• [STATED PROBLEM A]:
Decide whether each statement agrees with the Penn State recruit map notebook. Answer each with yes or no and quote the deciding words from the notebook. (i) The notebook plots each hometown on a map using only Python. (ii) Styling the map was the focal point of the notebook. (iii) The install output shows mapclassify version 2.5.0 being downloaded.

• [EXTRACTED TEXT]:
**Penn State Football Recruit Map (2014-2024)**

The notebook below is a simplified example of how to scrape several years of data and plot it on a map solely using python. It collects data from a college football recruiting website for the years 2014 through 2023 plotting each hometown. The output can be stylized just as you would any other webmap however since that wasn't the focal point here it's kept generic only changeing the baselayer and circle color.

Make sure the required libraries are installed

In [67]:
!pip install --upgrade geopandas
!pip install --upgrade folium
!pip install contextily
!pip install matplotlib
!pip install mapclassify

Collecting mapclassify
  Downloading mapclassify-2.5.0-py3-none-any.whl (39 kB)
Collecting networkx
  Downloading networkx-3.0-py3-none-any.whl (2.0 MB)
     ---------------------------------------- 2.0/2.0 MB 7.2 MB/s eta 0:00:00
Collecting scipy>=1.0
  Downloading scipy-1.10.0-cp310-cp310-win_amd64.whl (42.5 MB)
     --------------------------------------- 42.5/42.5 MB 12.8 MB/s eta 0:00:00
Collecting scikit-learn
  Downloading scikit_learn-1.2.1-cp310-cp310-win_amd64.whl (8.3 MB)
     ---------------------------------------- 8.3/8.3 MB 19.7 MB/s eta 0:00:00
Collecting threadpoolctl>=2.0.0
  Downloading threadpoolctl-3.1.0-py3-none-any.whl (14 kB)

• [DATA SUPPLIED]:
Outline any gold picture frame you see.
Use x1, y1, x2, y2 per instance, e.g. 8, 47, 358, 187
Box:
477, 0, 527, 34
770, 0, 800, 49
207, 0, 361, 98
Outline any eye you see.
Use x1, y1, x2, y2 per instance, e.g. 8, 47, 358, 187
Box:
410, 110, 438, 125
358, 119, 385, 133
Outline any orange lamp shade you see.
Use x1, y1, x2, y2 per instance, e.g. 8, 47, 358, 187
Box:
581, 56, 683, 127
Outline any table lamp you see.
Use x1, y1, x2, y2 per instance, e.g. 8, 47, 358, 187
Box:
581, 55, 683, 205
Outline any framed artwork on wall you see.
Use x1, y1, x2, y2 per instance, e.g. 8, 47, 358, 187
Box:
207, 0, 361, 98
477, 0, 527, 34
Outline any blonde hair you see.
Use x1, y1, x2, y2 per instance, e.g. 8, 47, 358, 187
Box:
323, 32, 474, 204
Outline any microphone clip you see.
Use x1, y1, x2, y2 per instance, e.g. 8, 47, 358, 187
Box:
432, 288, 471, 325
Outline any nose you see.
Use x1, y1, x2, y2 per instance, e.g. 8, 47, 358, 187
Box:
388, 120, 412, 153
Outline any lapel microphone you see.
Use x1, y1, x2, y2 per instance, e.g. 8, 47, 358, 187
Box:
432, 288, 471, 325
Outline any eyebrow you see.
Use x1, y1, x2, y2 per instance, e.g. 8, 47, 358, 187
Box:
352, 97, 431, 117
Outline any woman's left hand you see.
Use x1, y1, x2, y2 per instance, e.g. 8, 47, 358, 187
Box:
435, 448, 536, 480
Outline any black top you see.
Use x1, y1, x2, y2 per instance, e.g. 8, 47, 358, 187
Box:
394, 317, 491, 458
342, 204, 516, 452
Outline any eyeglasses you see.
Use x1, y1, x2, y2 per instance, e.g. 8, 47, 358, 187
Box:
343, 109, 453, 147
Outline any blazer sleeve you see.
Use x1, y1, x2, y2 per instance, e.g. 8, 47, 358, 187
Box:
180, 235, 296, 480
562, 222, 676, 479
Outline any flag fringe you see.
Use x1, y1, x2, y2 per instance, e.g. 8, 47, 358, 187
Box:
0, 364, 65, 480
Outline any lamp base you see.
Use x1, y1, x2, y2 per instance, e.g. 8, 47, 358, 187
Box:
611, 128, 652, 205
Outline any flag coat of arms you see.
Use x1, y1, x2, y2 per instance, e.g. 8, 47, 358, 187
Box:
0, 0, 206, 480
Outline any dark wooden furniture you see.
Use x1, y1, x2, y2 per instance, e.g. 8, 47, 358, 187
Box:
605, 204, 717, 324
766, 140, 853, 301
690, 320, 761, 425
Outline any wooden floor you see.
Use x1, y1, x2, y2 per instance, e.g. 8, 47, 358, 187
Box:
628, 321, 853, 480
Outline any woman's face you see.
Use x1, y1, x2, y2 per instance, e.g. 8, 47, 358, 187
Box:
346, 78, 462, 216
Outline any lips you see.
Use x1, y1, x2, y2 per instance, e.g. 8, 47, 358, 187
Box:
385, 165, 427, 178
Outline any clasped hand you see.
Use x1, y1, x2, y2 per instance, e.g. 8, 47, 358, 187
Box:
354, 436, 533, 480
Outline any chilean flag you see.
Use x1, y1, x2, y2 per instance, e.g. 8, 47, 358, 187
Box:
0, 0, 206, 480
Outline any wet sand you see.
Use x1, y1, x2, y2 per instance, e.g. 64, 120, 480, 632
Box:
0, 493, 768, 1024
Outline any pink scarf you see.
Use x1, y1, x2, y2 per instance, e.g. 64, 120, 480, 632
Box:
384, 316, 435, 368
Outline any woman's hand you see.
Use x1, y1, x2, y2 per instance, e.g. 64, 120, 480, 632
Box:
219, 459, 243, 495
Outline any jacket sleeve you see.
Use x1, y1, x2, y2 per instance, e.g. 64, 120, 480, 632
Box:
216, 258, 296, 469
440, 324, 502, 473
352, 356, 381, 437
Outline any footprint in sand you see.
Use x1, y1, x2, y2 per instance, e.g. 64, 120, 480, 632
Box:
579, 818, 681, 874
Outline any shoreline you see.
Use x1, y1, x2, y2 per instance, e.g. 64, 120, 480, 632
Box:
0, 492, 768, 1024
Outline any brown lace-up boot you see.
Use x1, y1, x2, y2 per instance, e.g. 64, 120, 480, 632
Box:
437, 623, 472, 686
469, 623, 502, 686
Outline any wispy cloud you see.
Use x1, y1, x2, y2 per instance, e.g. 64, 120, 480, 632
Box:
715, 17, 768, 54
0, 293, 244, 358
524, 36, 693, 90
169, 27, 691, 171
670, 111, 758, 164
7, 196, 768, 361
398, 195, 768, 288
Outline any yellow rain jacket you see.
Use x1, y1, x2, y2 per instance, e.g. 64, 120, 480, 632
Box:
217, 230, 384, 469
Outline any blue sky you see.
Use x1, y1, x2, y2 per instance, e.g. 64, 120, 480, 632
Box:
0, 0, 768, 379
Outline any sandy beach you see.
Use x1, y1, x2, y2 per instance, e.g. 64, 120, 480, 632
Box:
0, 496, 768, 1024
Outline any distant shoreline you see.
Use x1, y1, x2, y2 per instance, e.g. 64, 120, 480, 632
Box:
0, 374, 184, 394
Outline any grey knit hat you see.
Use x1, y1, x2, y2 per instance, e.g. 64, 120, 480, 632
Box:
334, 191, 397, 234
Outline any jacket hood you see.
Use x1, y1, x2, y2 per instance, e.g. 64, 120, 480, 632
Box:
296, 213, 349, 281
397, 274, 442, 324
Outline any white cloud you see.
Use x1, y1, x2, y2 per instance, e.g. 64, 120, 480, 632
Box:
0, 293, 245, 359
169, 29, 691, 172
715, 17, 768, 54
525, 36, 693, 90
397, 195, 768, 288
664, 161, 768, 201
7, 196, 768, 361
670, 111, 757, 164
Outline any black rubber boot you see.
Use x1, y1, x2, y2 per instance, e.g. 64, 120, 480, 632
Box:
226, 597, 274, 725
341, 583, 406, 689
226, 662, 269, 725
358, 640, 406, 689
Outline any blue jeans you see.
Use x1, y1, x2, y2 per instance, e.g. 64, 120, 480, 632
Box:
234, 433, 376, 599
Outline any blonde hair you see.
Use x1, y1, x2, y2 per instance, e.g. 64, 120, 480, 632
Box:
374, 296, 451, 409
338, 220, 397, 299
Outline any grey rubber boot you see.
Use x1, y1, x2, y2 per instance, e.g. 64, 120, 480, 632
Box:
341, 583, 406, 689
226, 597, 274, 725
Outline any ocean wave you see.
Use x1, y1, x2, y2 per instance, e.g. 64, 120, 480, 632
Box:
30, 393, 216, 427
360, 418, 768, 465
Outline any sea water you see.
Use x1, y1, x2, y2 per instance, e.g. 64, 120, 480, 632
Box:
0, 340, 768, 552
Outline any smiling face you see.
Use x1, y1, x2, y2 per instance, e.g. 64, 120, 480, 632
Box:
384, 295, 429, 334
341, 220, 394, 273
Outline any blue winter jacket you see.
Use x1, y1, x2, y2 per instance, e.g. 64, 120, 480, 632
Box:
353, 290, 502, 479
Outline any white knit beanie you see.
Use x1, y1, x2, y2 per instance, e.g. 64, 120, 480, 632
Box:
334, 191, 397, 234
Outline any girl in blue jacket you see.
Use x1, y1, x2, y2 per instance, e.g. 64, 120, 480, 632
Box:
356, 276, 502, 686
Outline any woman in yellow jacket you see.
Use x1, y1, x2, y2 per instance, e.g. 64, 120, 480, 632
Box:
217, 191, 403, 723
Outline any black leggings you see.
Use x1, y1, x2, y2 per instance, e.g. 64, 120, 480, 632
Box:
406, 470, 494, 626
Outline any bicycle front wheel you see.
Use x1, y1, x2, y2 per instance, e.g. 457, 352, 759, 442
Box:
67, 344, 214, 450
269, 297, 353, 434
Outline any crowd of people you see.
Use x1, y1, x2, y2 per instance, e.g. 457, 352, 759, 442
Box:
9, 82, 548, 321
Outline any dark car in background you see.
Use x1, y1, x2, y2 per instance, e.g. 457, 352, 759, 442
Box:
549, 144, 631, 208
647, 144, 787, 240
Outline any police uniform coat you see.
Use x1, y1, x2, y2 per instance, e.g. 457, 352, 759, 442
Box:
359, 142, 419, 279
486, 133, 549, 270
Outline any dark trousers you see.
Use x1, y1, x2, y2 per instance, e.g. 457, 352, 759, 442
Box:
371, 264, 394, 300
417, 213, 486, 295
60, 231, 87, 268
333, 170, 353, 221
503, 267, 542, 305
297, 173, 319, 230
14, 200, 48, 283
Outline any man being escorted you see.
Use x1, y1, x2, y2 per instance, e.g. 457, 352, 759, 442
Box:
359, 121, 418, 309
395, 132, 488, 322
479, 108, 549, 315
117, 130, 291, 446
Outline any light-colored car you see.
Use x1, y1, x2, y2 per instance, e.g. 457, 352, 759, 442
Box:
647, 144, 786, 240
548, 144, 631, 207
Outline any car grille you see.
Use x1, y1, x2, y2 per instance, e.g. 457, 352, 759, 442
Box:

• [STATED PROBLEM B]:
Copy the rows from the first one through the line holding "358, 119, 385, 133", inclusive.

• [FULL ANSWER A]:
(i) Yes: "plot it on a map solely using python" and "plotting each hometown"
(ii) No: "since that wasn't the focal point here it's kept generic"
(iii) Yes: "Downloading mapclassify-2.5.0-py3-none-any.whl (39 kB)"

• [FULL ANSWER B]:
Outline any gold picture frame you see.
Use x1, y1, x2, y2 per instance, e.g. 8, 47, 358, 187
Box:
477, 0, 527, 34
770, 0, 800, 49
207, 0, 361, 98
Outline any eye you see.
Use x1, y1, x2, y2 per instance, e.g. 8, 47, 358, 187
Box:
410, 110, 438, 125
358, 119, 385, 133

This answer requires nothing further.